### Task instructions
Rewrite the passage of the radio report on Russia and Assad starting at "KELEMEN: And Assad" and ending at "threaten Russia's interests.", changing "rebellion" to "uprising".

### Document excerpt
KELEMEN: And Assad has been a disappointment to Russia, says Rojansky of the Kennan Institute.

ROJANSKY: For all the weapons that have been provided, for all the defense that the Russians have played on his behalf, he hasn't actually defeated the rebellion. And in fact he's allowing the growth of a cancerous Islamist force, in Russia's view, which may actually threaten Russia's interests.

KELEMEN: Secretary Kerry says Assad has been funding extremists to make them look like a problem only he can solve. No one, Kerry says, should be fooled by that.

Michele Kelemen, NPR News, Washington.

COREY FLINTOFF, BYLINE: And I'm Corey Flintoff in Moscow.

Ahead of the Geneva talks, Russia emphasized its continued support for the Assad regime as Sergei Lavrov met with his Syrian counterpart, Foreign Minister Walid Al-Muallem. The Russians say that they have never bought into the idea that a transitional government meant that Assad would step down.

They say it was never an explicit part of the Geneva One agreement in July of 2012. In an interview with a German television channel, ARD, almost a year ago, Sergei Lavrov says it was only later that the U.S. and its allies began trying to persuade Russia to change its position.

SERGEI LAVROV: And then we ask what kind of change do you want, well, you must tell Assad that he must go. And we answer that Assad's fate must be in the hands of the Syria people, but apart from this in purely pragmatic terms, he's not going to listen to anyone.

FLINTOFF: Russians stress that Assad is still president, finishing out a seven year term that ends this summer. Irina Zvyagelskaya, a professor of history at Russia's Institute of Oriental Studies, points out that before the outbreak of the civil war, most Western governments treated Assad's regime as the legitimate government of Syria.

IRINA ZVYAGELSKAYA: They were recognized by the international community as legal. And by the way, Assad, whether we like it or dislike it, and we know what kind of elections he had, still he's legal.

FLINTOFF: And that, from the Russian point of view, means no outside force has the right to depose him. Zvyagelskaya says the deal that led to the removal of Syria's chemical weapons gave Assad even more legitimacy because it made him a partner to a landmark international agreement. Russia says the agreement made at the first Geneva conference, that the transitional government would be chosen by mutual consent, means that the Syrian regime must give its approval to an interim leader, which will likely mean that it will choose Assad.

Russians have little patience for the idea that Assad is a magnet for jihadis in Syria and that removing him would somehow create an opportunity to fight and defeat Islamist radicals. Dmitri Trenin, the director of the Carnegie Moscow Institute, says the Russians believe the real attraction for jihadis is the chaotic situation that seems to offer opportunities to gain power.

The Russians, Trenin says...

DMITRI TRENIN: Clearly saw the danger of the uprising in Syria morphing into a civil war and the civil war acting as a magnet for all the unsavory characters around the Middle East.

### Raw data
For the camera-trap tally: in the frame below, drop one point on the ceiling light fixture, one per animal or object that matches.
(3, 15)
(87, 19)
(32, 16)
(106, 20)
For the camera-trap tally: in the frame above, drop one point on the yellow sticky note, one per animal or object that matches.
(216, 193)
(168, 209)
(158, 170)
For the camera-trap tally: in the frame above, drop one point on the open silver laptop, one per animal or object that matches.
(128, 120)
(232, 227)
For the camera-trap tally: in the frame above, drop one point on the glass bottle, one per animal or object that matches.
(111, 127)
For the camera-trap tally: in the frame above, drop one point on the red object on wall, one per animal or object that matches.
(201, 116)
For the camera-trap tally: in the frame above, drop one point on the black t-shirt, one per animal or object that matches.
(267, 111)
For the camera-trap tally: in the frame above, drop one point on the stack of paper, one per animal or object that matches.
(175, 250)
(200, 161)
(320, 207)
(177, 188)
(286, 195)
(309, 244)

### Response box
KELEMEN: And Assad has been a disappointment to Russia, says Rojansky of the Kennan Institute.

ROJANSKY: For all the weapons that have been provided, for all the defense that the Russians have played on his behalf, he hasn't actually defeated the uprising. And in fact he's allowing the growth of a cancerous Islamist force, in Russia's view, which may actually threaten Russia's interests.